→ **Aim**
Print the complete set of entries exactly.

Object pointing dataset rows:
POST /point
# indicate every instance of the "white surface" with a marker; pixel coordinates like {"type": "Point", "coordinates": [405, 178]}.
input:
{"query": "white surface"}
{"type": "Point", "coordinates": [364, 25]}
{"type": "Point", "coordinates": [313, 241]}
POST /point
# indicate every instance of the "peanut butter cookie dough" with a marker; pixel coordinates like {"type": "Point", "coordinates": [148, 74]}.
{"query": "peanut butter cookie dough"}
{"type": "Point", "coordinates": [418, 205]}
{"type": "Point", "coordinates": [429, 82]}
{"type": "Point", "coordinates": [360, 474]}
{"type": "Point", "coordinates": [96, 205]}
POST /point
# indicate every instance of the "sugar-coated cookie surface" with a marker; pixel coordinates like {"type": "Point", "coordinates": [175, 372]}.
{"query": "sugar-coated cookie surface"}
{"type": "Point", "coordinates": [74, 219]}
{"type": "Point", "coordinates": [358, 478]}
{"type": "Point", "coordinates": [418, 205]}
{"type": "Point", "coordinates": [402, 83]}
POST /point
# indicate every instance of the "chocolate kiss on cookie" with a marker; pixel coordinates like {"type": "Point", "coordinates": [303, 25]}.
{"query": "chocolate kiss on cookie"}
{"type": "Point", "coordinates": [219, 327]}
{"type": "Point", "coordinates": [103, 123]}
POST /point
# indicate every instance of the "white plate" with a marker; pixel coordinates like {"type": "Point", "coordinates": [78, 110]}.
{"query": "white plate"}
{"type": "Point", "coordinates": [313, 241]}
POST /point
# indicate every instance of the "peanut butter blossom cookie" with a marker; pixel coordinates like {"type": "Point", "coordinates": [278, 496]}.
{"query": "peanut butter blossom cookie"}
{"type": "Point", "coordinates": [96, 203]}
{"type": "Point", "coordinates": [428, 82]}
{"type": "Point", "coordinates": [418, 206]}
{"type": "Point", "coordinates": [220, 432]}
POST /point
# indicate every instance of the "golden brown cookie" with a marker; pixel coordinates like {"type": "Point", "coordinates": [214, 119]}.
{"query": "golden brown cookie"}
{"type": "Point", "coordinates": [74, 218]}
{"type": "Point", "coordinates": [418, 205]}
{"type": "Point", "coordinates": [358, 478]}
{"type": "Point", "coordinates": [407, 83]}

→ **Written response**
POST /point
# indicate every instance of the "white surface" with a marker; pixel coordinates like {"type": "Point", "coordinates": [405, 178]}.
input:
{"query": "white surface"}
{"type": "Point", "coordinates": [364, 25]}
{"type": "Point", "coordinates": [313, 241]}
POST /point
# indicate every instance of the "peanut butter cookie dough" with a marker; pixel coordinates like {"type": "Point", "coordinates": [148, 74]}.
{"query": "peanut butter cookie dough"}
{"type": "Point", "coordinates": [418, 205]}
{"type": "Point", "coordinates": [429, 82]}
{"type": "Point", "coordinates": [360, 474]}
{"type": "Point", "coordinates": [96, 205]}
POST /point
# indicate every instance of the "sugar-coated cookie surface" with a marker; pixel coordinates like {"type": "Point", "coordinates": [175, 372]}.
{"query": "sugar-coated cookie surface"}
{"type": "Point", "coordinates": [74, 219]}
{"type": "Point", "coordinates": [358, 478]}
{"type": "Point", "coordinates": [418, 205]}
{"type": "Point", "coordinates": [402, 83]}
POST /point
# indicate every instance of the "chocolate kiss on cookie" with a marker; pixel coordinates like {"type": "Point", "coordinates": [303, 25]}.
{"query": "chocolate kiss on cookie"}
{"type": "Point", "coordinates": [219, 327]}
{"type": "Point", "coordinates": [103, 123]}
POST /point
# indicate every instance of the "white plate" with a marker; pixel coordinates like {"type": "Point", "coordinates": [78, 110]}.
{"query": "white plate"}
{"type": "Point", "coordinates": [313, 241]}
POST /point
# indicate every instance of the "peanut butter blossom cookie" with a marker; pixel coordinates like {"type": "Point", "coordinates": [278, 496]}.
{"query": "peanut butter blossom cookie"}
{"type": "Point", "coordinates": [96, 203]}
{"type": "Point", "coordinates": [428, 82]}
{"type": "Point", "coordinates": [418, 206]}
{"type": "Point", "coordinates": [220, 432]}
POST /point
# indicate every instance of the "golden brown cookie" with a marker; pixel coordinates like {"type": "Point", "coordinates": [214, 119]}.
{"query": "golden brown cookie"}
{"type": "Point", "coordinates": [74, 218]}
{"type": "Point", "coordinates": [418, 205]}
{"type": "Point", "coordinates": [358, 478]}
{"type": "Point", "coordinates": [407, 83]}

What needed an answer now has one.